(Source extract):
== Segment start ==

Coat of arms of the Kingdom of Iraq (1932–1959) depicting the two rivers, the confluence Shatt al-Arab and the date palm forest, which used to be the largest in the world

The Tigris is heavily dammed in Iraq and Turkey to provide water for irrigating the arid and semi-desert regions bordering the river valley. Damming has also been important for averting floods in Iraq, to which the Tigris has historically been notoriously prone following April melting of snow in the Turkish mountains. Mosul Dam is the largest dam in Iraq.

Recent Turkish damming of the river has been the subject of some controversy, for both its environmental effects within Turkey and its potential to reduce the flow of water downstream.

Water from both rivers is used as a means of pressure during conflicts.

In 2014 a major breakthrough in developing consensus between multiple stakeholder representatives of Iraq and Turkey on a Plan of Action for promoting exchange and calibration of data and standards pertaining to Tigris river flows was achieved. The consensus, known as the "Geneva Consensus On Tigris River", was reached at a meeting organized in Geneva by the think tank Strategic Foresight Group.

In February 2016, the United States Embassy in Iraq as well as the Prime Minister of Iraq Haider al-Abadi issued warnings that Mosul Dam could collapse. The United States warned people to evacuate the floodplain of the Tigris because between 500,000 and 1.5 million people were at risk of drowning due to flash flood if the dam collapses, and that the major Iraqi cities of Mosul, Tikrit, Samarra, and Baghdad were at risk.

== Segment end ==

(Supplied records):
== Segment start ==

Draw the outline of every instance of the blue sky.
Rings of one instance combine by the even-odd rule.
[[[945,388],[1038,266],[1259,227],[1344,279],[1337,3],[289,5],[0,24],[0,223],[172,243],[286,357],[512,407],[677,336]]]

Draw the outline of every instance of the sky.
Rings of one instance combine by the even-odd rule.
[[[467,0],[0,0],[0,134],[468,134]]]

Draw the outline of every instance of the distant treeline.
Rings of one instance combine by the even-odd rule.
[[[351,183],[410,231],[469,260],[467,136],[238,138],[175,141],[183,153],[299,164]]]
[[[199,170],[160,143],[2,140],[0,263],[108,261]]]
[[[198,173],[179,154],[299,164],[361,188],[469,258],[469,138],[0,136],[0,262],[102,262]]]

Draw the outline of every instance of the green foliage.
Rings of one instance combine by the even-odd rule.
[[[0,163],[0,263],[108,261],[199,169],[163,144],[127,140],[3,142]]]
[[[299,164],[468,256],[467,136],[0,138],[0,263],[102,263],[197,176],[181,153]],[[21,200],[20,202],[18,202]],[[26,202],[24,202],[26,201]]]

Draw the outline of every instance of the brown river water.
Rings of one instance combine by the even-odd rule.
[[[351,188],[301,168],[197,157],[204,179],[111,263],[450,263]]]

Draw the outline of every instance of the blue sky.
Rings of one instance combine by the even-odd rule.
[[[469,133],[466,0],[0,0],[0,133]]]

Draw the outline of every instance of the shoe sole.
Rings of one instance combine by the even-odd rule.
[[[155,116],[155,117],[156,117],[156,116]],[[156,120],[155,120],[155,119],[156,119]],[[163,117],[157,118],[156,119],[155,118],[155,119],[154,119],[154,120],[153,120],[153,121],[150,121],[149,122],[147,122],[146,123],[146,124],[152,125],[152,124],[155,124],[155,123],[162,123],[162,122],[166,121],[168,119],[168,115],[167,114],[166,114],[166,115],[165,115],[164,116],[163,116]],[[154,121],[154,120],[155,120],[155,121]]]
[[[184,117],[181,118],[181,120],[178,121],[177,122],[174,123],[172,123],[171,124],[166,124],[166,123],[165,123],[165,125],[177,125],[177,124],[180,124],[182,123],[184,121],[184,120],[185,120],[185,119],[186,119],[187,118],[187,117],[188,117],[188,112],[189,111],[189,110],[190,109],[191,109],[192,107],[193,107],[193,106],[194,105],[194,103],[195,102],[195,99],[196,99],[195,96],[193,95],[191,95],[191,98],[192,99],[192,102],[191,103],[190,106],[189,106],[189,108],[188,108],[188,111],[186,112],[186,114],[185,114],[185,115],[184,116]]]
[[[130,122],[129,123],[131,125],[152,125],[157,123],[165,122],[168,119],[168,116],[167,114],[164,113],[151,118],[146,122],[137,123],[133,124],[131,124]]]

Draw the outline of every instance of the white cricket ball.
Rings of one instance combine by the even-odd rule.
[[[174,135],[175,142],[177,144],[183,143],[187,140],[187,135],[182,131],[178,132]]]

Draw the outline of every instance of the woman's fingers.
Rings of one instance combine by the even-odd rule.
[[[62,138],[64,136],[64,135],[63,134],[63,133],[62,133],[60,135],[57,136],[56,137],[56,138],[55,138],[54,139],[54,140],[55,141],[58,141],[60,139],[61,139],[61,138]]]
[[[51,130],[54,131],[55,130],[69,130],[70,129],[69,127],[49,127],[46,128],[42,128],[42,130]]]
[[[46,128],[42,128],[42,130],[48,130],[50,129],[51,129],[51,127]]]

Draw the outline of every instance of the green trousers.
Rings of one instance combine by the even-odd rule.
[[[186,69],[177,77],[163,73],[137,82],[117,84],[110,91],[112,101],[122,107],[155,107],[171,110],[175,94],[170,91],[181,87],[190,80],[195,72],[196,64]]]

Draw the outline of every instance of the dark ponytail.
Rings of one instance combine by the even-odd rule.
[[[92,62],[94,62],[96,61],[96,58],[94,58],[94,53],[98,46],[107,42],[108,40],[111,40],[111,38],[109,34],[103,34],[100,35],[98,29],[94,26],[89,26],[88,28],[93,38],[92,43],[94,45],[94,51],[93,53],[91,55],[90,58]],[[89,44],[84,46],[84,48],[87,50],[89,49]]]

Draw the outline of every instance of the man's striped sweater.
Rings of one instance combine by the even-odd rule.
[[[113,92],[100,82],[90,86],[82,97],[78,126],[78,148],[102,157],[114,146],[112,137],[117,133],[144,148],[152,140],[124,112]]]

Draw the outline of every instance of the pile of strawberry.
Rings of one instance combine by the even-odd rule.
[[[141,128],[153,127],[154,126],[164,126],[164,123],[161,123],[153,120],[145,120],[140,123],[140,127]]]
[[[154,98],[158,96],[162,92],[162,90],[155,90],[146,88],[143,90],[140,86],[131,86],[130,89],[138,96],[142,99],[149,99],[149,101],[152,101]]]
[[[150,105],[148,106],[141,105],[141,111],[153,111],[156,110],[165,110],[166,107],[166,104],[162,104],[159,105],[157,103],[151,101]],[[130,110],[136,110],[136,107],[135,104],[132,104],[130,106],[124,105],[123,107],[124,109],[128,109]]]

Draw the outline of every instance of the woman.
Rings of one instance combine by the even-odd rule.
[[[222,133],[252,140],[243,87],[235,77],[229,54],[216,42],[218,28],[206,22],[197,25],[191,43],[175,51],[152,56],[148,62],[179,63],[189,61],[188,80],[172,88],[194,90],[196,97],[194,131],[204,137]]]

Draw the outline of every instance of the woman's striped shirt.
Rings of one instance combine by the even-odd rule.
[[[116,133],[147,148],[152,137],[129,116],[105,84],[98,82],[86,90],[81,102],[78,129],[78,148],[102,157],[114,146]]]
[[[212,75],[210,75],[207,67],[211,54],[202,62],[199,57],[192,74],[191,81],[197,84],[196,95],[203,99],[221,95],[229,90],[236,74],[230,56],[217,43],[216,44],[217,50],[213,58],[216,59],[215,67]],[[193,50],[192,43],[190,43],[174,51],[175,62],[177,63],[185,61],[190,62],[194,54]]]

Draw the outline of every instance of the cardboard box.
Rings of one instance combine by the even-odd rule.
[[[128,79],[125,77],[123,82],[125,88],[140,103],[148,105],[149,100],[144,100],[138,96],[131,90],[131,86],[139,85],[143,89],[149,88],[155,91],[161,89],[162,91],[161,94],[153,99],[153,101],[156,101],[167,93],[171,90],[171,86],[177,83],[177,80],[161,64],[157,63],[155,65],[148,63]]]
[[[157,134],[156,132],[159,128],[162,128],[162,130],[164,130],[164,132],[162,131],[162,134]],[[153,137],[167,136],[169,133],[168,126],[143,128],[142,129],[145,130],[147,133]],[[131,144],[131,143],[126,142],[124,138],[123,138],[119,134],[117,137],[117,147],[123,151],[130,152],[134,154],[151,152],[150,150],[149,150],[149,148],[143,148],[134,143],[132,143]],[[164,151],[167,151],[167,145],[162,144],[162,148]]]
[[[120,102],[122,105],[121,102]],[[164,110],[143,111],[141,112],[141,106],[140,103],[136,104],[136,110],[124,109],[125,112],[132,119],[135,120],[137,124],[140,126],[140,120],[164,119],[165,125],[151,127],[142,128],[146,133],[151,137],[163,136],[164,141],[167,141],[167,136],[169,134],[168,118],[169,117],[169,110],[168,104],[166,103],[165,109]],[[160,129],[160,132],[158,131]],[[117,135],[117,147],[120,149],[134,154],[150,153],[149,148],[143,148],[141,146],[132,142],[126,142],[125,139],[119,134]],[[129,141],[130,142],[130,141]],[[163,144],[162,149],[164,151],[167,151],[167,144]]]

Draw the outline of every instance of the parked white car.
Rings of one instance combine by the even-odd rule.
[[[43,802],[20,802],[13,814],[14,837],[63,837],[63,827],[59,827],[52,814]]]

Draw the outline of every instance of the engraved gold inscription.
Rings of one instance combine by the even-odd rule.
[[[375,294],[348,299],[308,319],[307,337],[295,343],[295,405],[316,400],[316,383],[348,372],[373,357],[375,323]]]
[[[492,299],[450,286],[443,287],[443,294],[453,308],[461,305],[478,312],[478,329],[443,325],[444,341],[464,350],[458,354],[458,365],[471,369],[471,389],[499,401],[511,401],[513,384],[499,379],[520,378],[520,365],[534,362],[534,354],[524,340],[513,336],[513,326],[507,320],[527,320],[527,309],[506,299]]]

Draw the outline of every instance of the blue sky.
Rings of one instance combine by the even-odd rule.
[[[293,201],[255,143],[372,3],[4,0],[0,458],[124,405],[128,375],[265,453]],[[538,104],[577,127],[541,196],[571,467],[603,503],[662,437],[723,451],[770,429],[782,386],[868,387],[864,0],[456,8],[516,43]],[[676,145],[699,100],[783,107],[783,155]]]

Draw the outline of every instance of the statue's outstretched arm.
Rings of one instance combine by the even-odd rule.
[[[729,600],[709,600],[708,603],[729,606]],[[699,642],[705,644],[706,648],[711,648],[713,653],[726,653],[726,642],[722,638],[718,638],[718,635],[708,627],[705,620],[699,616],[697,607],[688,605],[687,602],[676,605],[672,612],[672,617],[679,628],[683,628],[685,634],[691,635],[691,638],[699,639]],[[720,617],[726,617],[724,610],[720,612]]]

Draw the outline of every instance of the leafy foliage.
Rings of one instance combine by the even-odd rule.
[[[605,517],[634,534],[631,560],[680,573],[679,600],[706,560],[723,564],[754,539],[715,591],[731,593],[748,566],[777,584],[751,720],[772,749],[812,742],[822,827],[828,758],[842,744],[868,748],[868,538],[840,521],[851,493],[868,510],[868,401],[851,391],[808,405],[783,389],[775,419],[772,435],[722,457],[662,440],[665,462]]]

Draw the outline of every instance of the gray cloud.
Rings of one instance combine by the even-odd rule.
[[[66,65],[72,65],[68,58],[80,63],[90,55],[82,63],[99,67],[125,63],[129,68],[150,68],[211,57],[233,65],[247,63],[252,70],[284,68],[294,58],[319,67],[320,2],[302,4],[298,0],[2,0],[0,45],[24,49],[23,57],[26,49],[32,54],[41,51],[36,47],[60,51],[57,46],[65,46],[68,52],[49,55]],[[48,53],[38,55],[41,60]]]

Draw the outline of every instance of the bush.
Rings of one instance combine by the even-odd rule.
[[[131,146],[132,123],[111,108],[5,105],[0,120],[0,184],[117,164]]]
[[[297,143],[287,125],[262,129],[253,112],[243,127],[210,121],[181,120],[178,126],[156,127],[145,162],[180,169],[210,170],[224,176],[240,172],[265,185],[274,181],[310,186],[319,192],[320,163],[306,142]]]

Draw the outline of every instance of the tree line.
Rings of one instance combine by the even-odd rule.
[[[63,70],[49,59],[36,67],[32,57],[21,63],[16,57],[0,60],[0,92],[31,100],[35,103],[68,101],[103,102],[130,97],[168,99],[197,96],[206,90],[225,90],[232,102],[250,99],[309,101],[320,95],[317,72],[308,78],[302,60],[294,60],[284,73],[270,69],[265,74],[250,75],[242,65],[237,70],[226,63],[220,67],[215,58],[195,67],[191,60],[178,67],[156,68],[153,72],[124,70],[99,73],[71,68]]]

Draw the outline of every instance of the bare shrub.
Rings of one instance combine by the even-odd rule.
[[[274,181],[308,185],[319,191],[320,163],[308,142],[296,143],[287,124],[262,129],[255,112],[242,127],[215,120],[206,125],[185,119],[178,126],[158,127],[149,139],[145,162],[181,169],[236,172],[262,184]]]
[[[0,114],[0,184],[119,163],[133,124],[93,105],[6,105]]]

== Segment end ==

(Work to complete):
[A] Answer these from the Tigris text:
(i) Which dam is the largest in Iraq?
(ii) In what year was the "Geneva Consensus On Tigris River" reached?
(iii) Which major Iraqi cities were named as at risk if Mosul Dam collapsed?
[B] Rewrite the Tigris text starting with "Water from both" and going on through "Strategic Foresight Group.", using "research institute" in place of "think tank".

(Answer list):
[A]
(i) Mosul Dam
(ii) 2014
(iii) Mosul, Tikrit, Samarra, and Baghdad

[B]
Water from both rivers is used as a means of pressure during conflicts.

In 2014 a major breakthrough in developing consensus between multiple stakeholder representatives of Iraq and Turkey on a Plan of Action for promoting exchange and calibration of data and standards pertaining to Tigris river flows was achieved. The consensus, known as the "Geneva Consensus On Tigris River", was reached at a meeting organized in Geneva by the research institute Strategic Foresight Group.